** Begin Page excerpt **

SPCfiles_nooffset[[1]][[1]]$lab_and_process_param_raw$parameters$FD1$parameter_value # unique ID. Then paste with .0 to get full file name
## [1] "LPW202001202_1_OA1"
# SPCfiles_nooffset[[1]][[1]]$ab$wavenumbers # wavenumbers scanned
SPCfiles_nooffset[[1]][[1]]$instrument_ref$parameters$INS$parameter_value # instrument name
## [1] "MPA II"
Once loaded, FT-NIRS scan data can be extracted from the lists.
spectra <- lapply(SPCfiles_nooffset, function(x) x[[1]]$ab$data) # FT-NIRS scan data
file_id <- lapply(SPCfiles_nooffset, function(x) x$lab_and_process_param_raw$parameters$FD1$parameter_value) # file ID in Opus
species <- lapply(SPCfiles_nooffset, function(x) x$lab_and_process_param_raw$parameters$FC2$parameter_value) # species
instrument <- lapply(SPCfiles_nooffset, function(x) x[[1]]$instrument_ref$parameters$INS$parameter_value) # instrument exists for all files, but
wavenumber <- lapply(SPCfiles_nooffset, function(x) x[[1]]$ab$wavenumbers) # these could differ if settings changed or in light sources change
spectra <- lapply(spectra, as.data.frame)
# str(spectra[[1]])

** End Page excerpt **
** Begin Exercise input **

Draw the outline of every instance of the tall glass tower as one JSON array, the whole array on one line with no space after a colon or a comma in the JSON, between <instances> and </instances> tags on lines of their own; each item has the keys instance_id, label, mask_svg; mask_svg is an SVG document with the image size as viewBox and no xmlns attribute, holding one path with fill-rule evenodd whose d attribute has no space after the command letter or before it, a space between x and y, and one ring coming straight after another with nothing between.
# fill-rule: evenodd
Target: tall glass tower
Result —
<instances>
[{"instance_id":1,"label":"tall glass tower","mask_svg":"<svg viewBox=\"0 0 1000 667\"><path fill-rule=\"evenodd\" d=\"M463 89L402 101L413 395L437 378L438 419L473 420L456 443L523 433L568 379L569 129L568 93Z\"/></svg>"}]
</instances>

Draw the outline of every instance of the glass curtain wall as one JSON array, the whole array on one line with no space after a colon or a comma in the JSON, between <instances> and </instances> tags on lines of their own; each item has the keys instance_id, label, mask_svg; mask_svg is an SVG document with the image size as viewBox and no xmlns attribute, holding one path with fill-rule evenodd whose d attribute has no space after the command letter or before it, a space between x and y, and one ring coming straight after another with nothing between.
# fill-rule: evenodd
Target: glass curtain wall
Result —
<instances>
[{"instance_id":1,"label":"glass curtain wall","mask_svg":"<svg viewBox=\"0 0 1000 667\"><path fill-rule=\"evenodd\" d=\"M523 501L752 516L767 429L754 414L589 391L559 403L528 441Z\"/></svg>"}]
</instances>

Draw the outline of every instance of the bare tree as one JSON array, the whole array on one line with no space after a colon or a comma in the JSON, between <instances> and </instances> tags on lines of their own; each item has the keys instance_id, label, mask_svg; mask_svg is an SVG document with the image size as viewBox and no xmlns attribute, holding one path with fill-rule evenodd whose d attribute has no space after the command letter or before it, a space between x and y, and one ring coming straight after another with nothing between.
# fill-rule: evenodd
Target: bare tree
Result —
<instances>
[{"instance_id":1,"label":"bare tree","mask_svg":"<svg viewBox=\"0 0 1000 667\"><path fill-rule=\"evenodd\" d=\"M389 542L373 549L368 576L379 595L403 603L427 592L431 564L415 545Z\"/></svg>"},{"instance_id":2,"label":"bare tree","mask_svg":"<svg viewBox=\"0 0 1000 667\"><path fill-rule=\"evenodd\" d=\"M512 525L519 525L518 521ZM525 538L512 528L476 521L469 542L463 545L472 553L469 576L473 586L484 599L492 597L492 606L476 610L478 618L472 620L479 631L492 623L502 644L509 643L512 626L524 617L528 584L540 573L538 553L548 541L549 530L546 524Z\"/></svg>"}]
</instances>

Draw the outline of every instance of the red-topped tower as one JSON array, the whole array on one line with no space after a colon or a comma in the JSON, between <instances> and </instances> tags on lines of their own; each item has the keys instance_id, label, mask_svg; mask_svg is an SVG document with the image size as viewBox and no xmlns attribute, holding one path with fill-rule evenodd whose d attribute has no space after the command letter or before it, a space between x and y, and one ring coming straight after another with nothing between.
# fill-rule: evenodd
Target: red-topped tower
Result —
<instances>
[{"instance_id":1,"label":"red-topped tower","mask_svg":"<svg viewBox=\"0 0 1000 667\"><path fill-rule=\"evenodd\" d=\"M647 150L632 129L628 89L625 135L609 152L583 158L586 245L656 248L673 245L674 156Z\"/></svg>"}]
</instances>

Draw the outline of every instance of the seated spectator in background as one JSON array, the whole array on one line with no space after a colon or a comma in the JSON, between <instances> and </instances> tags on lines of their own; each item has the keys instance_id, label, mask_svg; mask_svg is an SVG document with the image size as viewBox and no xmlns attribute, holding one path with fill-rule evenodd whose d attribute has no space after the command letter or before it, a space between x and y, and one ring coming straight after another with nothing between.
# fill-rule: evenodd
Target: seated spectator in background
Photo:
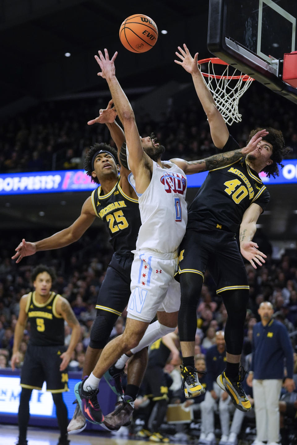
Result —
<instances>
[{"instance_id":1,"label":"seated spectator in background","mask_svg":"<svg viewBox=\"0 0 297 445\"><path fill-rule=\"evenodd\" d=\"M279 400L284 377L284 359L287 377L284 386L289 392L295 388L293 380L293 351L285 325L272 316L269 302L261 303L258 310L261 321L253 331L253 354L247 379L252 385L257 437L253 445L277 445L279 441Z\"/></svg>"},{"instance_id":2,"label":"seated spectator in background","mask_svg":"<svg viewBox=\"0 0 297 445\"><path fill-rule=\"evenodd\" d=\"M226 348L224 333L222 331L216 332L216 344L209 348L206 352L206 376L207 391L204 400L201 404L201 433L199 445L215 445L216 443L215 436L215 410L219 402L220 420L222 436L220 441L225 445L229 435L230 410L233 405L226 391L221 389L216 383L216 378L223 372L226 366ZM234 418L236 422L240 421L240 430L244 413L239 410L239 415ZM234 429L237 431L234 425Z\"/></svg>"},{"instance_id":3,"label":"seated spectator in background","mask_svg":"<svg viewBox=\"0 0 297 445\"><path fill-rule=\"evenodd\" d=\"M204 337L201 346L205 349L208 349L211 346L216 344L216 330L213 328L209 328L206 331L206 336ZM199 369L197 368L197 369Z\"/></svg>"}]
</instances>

** End Exercise input **
** Begin Exercise input **

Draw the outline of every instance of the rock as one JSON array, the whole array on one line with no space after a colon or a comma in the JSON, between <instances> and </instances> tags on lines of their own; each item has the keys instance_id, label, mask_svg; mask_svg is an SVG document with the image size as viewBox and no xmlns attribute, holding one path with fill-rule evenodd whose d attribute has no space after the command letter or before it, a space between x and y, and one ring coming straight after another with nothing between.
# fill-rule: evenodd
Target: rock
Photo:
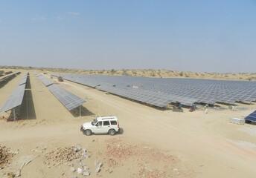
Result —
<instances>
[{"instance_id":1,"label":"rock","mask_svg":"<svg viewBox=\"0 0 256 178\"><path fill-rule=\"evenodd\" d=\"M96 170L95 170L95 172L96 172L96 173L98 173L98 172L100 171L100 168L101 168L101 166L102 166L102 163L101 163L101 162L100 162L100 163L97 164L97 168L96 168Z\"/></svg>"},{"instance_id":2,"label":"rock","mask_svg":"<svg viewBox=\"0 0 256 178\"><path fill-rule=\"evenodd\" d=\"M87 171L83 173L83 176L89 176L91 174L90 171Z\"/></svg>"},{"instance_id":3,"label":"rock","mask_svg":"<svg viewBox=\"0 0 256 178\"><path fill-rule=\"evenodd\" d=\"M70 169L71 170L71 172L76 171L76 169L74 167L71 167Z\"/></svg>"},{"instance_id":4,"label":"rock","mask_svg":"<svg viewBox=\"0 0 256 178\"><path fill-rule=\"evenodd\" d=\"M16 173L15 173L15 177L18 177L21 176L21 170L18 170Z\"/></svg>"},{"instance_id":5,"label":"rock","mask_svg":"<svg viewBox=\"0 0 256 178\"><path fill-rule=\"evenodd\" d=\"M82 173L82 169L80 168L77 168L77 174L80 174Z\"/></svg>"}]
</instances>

** End Exercise input **
** Begin Exercise input **

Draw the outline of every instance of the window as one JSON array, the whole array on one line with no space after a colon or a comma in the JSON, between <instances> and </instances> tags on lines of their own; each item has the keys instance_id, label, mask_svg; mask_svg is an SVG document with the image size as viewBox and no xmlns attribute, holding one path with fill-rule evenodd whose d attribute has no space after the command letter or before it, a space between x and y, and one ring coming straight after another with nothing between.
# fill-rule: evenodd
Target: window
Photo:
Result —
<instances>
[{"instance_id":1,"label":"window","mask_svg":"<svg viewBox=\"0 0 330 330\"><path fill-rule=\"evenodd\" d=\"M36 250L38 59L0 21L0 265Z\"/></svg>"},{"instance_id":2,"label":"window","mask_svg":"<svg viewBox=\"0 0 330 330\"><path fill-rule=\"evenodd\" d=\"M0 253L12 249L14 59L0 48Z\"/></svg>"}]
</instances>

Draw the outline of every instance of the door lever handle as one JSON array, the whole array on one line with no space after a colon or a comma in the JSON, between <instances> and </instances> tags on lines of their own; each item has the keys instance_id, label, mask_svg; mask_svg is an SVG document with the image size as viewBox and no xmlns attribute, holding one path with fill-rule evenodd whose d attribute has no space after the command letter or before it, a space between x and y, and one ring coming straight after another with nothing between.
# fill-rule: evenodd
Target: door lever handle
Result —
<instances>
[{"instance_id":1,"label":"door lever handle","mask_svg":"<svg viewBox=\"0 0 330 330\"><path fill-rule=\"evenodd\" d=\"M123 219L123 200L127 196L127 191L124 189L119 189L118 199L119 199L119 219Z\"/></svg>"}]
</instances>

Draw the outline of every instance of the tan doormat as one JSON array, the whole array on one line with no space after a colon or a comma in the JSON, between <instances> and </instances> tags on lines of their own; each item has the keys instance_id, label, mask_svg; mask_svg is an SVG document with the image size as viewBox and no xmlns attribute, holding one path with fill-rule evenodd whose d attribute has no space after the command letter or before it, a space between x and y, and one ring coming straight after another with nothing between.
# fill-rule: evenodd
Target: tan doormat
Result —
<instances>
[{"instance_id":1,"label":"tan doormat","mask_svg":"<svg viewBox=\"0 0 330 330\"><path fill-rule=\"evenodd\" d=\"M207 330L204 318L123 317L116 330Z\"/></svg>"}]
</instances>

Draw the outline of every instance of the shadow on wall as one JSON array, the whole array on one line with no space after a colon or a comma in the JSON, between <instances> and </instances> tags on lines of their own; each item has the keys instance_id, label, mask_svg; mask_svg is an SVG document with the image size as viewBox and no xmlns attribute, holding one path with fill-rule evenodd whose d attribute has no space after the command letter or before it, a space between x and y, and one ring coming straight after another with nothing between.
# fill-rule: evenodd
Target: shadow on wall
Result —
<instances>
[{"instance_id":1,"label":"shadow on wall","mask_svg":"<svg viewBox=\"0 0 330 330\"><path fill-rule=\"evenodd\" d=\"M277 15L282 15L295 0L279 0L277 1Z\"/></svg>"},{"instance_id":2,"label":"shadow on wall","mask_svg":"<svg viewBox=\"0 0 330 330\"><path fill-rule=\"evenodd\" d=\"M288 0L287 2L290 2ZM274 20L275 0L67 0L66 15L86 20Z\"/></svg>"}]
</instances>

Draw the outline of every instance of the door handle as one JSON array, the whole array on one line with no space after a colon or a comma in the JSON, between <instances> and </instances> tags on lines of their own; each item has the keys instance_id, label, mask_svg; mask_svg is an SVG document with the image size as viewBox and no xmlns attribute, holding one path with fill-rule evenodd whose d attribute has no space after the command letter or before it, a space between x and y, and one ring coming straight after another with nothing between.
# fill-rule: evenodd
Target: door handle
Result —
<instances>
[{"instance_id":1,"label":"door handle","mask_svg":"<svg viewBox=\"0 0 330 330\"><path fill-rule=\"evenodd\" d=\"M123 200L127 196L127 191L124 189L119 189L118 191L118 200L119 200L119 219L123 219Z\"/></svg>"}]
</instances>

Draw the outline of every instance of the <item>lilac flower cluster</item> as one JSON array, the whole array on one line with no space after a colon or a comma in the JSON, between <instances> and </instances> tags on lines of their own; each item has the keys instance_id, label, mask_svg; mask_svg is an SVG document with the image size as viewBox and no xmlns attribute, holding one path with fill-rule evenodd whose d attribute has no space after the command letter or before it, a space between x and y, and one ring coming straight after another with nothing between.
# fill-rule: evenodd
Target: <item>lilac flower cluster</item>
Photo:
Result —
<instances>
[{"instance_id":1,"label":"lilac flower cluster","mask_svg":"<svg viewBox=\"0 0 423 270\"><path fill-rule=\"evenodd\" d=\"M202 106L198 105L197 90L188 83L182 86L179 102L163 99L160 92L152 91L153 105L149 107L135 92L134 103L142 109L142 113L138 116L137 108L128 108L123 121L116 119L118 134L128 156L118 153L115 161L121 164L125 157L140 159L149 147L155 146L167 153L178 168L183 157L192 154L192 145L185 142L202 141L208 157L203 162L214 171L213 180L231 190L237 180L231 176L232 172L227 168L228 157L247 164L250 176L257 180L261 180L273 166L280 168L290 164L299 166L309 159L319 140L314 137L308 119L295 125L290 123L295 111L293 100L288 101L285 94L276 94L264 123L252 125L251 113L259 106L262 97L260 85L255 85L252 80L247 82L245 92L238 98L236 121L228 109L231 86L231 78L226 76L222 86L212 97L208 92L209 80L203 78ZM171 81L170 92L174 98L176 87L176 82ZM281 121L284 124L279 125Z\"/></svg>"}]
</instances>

** End Exercise input **

- [Your tasks]
1/ Name each variable that the FT-NIRS code excerpt assigns with the "<-" operator, listing each name only once.
2/ In the listing, find every line that contains the string "Target" and copy each one. Case counts.
The FT-NIRS code excerpt and the listing come from unrelated sources.

- [Answers to the tasks]
1/ spectra, file_id, species, instrument, wavenumber

2/
Target: tall glass tower
Target: glass curtain wall
Target: bare tree
Target: red-topped tower
Target: seated spectator in background
Target: rock
Target: window
Target: door lever handle
Target: tan doormat
Target: shadow on wall
Target: door handle
Target: <item>lilac flower cluster</item>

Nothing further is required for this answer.